▸ **Recorded data**
☆ ☆ ☆ ☆ ☆ ☆ ☆

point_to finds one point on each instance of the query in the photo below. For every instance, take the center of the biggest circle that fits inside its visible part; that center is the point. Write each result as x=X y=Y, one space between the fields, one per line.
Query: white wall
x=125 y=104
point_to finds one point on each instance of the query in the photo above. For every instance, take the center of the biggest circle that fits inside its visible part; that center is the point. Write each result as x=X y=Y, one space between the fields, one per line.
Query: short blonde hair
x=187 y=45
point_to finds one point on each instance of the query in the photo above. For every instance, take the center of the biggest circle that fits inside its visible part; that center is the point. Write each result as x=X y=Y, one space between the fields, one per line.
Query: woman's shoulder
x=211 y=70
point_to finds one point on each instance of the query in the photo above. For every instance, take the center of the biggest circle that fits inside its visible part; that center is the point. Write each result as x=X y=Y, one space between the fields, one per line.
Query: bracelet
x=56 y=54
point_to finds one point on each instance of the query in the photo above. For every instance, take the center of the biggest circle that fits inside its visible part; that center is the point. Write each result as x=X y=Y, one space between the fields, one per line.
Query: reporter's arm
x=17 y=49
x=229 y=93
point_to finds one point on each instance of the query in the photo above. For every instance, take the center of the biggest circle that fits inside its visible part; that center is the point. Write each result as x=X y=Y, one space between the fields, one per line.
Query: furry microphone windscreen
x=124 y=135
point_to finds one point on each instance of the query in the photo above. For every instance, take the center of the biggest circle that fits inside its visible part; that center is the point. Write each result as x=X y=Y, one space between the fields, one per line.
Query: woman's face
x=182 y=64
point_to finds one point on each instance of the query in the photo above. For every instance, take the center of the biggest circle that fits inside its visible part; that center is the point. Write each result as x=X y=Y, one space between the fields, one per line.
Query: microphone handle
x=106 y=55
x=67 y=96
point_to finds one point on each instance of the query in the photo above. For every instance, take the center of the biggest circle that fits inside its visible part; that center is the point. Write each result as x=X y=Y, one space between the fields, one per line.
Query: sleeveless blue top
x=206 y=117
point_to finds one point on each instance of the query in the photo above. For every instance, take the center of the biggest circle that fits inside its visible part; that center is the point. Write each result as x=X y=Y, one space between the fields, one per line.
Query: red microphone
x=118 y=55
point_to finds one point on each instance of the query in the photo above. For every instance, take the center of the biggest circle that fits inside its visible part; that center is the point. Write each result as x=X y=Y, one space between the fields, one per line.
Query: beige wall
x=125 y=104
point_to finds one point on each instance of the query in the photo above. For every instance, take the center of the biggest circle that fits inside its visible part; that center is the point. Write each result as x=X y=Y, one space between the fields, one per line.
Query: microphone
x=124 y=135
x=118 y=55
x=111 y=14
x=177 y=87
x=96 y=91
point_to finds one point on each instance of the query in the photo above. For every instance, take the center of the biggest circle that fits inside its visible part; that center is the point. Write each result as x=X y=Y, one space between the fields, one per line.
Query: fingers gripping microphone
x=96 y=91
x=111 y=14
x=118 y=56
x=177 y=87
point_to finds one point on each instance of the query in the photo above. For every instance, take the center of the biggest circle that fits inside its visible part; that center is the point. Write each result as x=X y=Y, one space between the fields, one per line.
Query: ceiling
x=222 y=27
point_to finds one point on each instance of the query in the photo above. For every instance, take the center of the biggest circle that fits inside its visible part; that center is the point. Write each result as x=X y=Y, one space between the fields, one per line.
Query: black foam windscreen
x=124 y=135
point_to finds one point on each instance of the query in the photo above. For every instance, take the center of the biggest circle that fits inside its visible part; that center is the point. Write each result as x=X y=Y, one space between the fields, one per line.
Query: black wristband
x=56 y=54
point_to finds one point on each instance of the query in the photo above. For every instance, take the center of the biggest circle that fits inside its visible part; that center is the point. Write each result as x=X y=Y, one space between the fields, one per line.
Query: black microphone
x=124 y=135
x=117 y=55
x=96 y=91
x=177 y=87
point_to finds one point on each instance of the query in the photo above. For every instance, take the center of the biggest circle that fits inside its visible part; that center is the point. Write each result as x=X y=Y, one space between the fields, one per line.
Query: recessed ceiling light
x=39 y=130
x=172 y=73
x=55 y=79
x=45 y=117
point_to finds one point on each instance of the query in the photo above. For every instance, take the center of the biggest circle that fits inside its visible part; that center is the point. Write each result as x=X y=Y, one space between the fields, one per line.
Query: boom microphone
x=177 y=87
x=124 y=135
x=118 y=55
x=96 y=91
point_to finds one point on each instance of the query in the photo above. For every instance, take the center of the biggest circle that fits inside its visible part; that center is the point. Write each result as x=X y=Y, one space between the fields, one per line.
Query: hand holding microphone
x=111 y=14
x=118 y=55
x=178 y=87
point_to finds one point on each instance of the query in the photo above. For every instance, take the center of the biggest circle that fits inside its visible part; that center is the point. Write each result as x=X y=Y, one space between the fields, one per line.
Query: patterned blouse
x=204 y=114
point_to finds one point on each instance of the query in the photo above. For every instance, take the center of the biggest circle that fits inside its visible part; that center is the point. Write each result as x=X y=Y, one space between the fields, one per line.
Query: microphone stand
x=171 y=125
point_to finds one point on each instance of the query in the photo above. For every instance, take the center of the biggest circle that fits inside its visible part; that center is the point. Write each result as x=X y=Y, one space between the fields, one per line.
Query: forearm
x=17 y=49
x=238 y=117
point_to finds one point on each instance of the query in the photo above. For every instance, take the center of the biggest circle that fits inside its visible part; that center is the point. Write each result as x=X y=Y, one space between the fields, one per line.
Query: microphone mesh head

☆ ☆ ☆ ☆ ☆ ☆ ☆

▸ **Required action**
Could you transcribe all of the entries exactly, leaving nothing out?

▸ **Solution to the problem**
point_to finds one point on each instance of the query in the photo below. For every instance, take the center of the biggest circle that fits inside its visible part; that center is the point. Write each result as x=X y=Y, one space between the fields, one per line.
Query: white wall
x=125 y=104
point_to finds one point on each instance of the query in the photo above. For every instance, take the center of the biggest circle that fits inside its visible part; that center is the point. Write each result as x=X y=Y, one space between the fields, one per line.
Query: short blonde hair
x=187 y=45
point_to finds one point on each instance of the query in the photo above. For every instance, take the center of the biggest circle that fits inside its visible part; that center is the point. Write each result as x=X y=Y, one space between the fields, one per line.
Query: woman's shoulder
x=211 y=70
point_to finds one point on each instance of the query in the photo above. For every instance, take the center of the biggest circle that fits inside its visible part; that center is the point. Write each result as x=X y=Y, one space between the fields, one per line.
Query: bracelet
x=56 y=54
point_to finds one point on each instance of the query in the photo above. For every instance, take the center of the biggest circle that fits inside its visible part; that center is the point. Write each result as x=X y=Y, one space between the fields, one per line.
Query: reporter's arm
x=17 y=49
x=229 y=93
point_to finds one point on each instance of the query in the photo above. For every instance, take the center of the biggest circle that fits inside its visible part; that center is the point. Write each result as x=X y=Y, one space between the fields, one per line.
Query: furry microphone windscreen
x=124 y=135
point_to finds one point on each instance of the query in the photo above. For every instance, take the center of the biggest circle that fits inside its visible part; that center is the point. Write each result as x=X y=Y, one space between the fields, one per line.
Query: woman's face
x=182 y=64
point_to finds one point on each instance of the query in the photo above. For every instance, take the center of the biggest circle that fits inside its visible part; that center is the point. Write each result as x=X y=Y, one space between the fields, one per line.
Query: microphone handle
x=106 y=55
x=67 y=96
point_to finds one point on each instance of the query in the photo above. For every instance, take the center of the biggest circle that fits inside its visible part; that center is the point. Write each result as x=X y=Y, one space between the fields, one per line.
Query: sleeveless blue top
x=206 y=117
point_to finds one point on each instance of the query in the photo above. For every instance, take the center of the biggest circle that fits inside its visible part; that center is the point. Write each result as x=X y=Y, one space between the fields, one per line.
Query: red microphone
x=118 y=55
point_to finds one point on each instance of the query in the photo above. For every instance, take the center of the biggest circle that fits inside its visible part; that center is the point. Write each result as x=X y=Y, one space between the fields, one per line.
Query: beige wall
x=125 y=104
point_to finds one point on each instance of the query in the photo above. For every instance, take the center of the biggest circle that fits inside its visible part; that center is the point. Write each result as x=X y=Y, one space between the fields, one per line.
Query: microphone
x=124 y=135
x=118 y=55
x=111 y=14
x=177 y=87
x=96 y=91
point_to finds one point on each instance of the query in the photo above. For every instance, take the center of the biggest circle that fits inside its visible part; that center is the point. Write each result as x=X y=Y, one space between the fields, one per line.
Query: fingers gripping microphone
x=96 y=91
x=111 y=14
x=118 y=56
x=177 y=87
point_to finds one point on each instance of the query in the photo above. For every instance, take the center of the biggest circle that fits inside its visible part; that center is the point. Write each result as x=X y=Y, one space between the fields, one per line.
Query: ceiling
x=222 y=27
point_to finds one point on each instance of the query in the photo above. For every instance, take the center of the biggest circle that fits inside its visible part; that center is the point. Write each result as x=X y=Y, one space between the fields, one per line.
Query: black foam windscreen
x=124 y=135
point_to finds one point on each instance of the query in the photo above. For every instance, take the center of the biggest circle that fits inside its visible part; that center is the point. Write each result as x=X y=Y, one space between the fields, one per line.
Query: black wristband
x=56 y=54
point_to finds one point on each instance of the query in the photo above. For every instance, take the center of the biggest circle that fits inside its visible part; that center is the point. Write each result as x=X y=Y, one space between the fields, one per line.
Query: black microphone
x=124 y=135
x=117 y=55
x=96 y=91
x=177 y=87
point_to finds one point on each instance of the query in the photo above. For every instance, take the center of the biggest circle that fits inside its visible part; that center is the point. Write each result as x=X y=Y, one space between the fields, one per line.
Query: recessed ceiling light
x=39 y=130
x=172 y=73
x=55 y=79
x=45 y=117
point_to finds one point on each instance of the query in the photo above. For every instance, take the center of the biggest circle that fits inside its visible part; that center is the point. Write each result as x=X y=Y, one space between the fields, one per line.
Query: boom microphone
x=177 y=87
x=124 y=135
x=118 y=55
x=96 y=91
point_to finds one point on each instance of the query in the photo above. For every instance, take the center of the biggest circle that fits inside its visible part; that center is the point. Write each result as x=X y=Y, one space between the fields, one per line.
Query: hand holding microphone
x=111 y=14
x=118 y=55
x=178 y=87
point_to finds one point on each instance of the query in the photo above. For every instance, take the center of the biggest circle that fits inside its visible part; that center is the point. Write each result as x=X y=Y, one space between the fields, one per line.
Query: patterned blouse
x=204 y=114
point_to finds one point on each instance of the query in the photo above. For every instance, take the center of the biggest circle that fits inside its visible part; that center is the point. Write each result as x=X y=Y, one space between the fields, one per line.
Query: microphone stand
x=171 y=125
point_to finds one point on each instance of the query in the photo above. For every instance, take the center of the biggest circle that fits inside its visible part; that center is the point. Write each result as x=X y=Y, one space between the fields, one per line.
Query: forearm
x=17 y=49
x=238 y=117
point_to finds one point on each instance of the query in the photo above. For every instance, take the center of the biggest circle that fits inside its visible part; that center is the point. Write each result as x=X y=Y, one space between the fields, one per line.
Query: microphone mesh head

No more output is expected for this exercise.